**Passage for review**:
In March 2021, during the COVID-19 pandemic, H7G opened two pop-up Indigenous vaccine clinics to overcome vaccine hesitancy, which Dubie said was based on medical experimentation by the government. Elders and drumming were present at the second clinic, which had 150 people registered for the first day. In May, after the detection of 215 unmarked graves at the Kamloops Indian Residential School, the organization displayed a memorial with teddy bears and children's shoes. Next month, 751 unmarked graves were detected at the Marieval Indian Residential School, and they lit a fire for prayer and tobacco burning, which was put out a week later on Canada Day. As of 2021, H7G offered 25 programs, including delivering food hampers. The organization holds weekly healing circles for women as of 2023.

Since the National Day for Truth and Reconciliation was recognized as a national holiday in 2021, H7G has observed it with community walks. The route begins on Frederick Street and ends in Victoria Park. Each year has had hundreds of participants, many of them non-Indigenous. In 2021, there was a crowd of over 1,000 people including mayors, city councillors, and the police chief. The walk has ended with drumming, smudging, and dancing. In 2023 and 2024, it was accompanied by a Grand River Transit bus wrapped in Indigenous art. In 2025, two orange police cars led the walk instead of the bus. Dubie said it was part of a process of creating a working relationship with the police force. Every year, H7G sells orange shirts, often for fundraisers, and encourages participants to wear them. They sold 6,000 shirts in 2021. Between that year and 2022, they donated $127,000 to the Woodland Cultural Centre, the interpretive centre in the Mohawk Institute. The organization has held similar walks for Red Dress Day. H7G displays have faced vandalism. A shirt ziptied to a post was stolen before Red Dress Day in 2024, and 20 crosses in a memorial for unmarked graves were torn from the ground before the National Day Truth and Reconciliation in 2025; police investigated both incidents.

**Activity**: For each statement, answer yes or no to whether it agrees with the text about H7G, and quote the text's deciding words. (a) The 2021 walk drew more than 1,000 people. (b) In 2025, a Grand River Transit bus accompanied the walk. (c) H7G sold 6,000 orange shirts in 2022. Rely only on the text about H7G.

**Data shown**:
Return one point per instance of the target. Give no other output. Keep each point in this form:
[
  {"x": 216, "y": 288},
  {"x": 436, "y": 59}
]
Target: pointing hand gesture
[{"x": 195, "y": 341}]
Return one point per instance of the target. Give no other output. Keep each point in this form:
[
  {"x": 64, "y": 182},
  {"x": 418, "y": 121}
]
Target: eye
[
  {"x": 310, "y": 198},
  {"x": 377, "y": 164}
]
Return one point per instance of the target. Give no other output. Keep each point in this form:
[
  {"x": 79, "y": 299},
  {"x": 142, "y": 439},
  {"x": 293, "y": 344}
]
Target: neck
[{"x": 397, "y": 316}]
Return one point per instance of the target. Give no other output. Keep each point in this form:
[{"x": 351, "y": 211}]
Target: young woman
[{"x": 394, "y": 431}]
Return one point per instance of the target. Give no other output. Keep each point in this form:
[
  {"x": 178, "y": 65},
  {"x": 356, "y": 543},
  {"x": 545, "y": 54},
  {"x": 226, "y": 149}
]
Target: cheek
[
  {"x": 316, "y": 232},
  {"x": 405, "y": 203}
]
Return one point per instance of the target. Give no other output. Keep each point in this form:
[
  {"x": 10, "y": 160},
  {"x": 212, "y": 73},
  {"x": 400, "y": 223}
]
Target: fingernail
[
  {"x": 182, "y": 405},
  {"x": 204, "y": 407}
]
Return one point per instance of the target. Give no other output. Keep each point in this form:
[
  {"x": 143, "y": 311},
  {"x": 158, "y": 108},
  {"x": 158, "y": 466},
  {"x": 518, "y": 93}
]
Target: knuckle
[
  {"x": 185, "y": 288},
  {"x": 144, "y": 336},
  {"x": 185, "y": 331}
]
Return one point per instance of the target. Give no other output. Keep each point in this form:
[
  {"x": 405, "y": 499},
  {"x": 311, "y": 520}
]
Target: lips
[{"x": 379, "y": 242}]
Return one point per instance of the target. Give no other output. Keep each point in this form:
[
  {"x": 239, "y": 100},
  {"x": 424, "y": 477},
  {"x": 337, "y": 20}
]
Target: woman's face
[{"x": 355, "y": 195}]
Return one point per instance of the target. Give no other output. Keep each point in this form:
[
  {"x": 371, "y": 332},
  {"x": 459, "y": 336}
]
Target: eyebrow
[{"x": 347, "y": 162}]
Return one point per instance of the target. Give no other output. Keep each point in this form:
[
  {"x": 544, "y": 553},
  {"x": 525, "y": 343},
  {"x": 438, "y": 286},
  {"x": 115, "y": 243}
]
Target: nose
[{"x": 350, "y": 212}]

**Output of the exercise**:
(a) Yes: "In 2021, there was a crowd of over 1,000 people including mayors, city councillors, and the police chief."
(b) No: "In 2025, two orange police cars led the walk instead of the bus."
(c) No: "They sold 6,000 shirts in 2021."